THE PROBLEM
Print each line of the items below word for word, leaving out the pictures.

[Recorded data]
+--

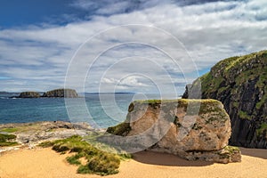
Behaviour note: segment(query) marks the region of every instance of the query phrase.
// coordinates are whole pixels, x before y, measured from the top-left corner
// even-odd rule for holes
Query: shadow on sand
[[[239,148],[242,155],[267,159],[267,150]]]
[[[206,166],[213,165],[213,162],[206,161],[188,161],[175,155],[158,153],[152,151],[141,151],[133,154],[134,159],[150,165],[168,166]]]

+--

FINAL RESULT
Behaviour note: segment(query) marks the region of every instance of the query phrase.
// coordinates are whole pixels, x before y, measured from the top-left corner
// even-odd rule for holes
Query: shadow on sand
[[[239,148],[242,155],[267,159],[267,150]]]
[[[206,166],[213,165],[213,162],[206,161],[188,161],[175,155],[158,153],[152,151],[141,151],[133,154],[134,159],[150,165],[168,166]]]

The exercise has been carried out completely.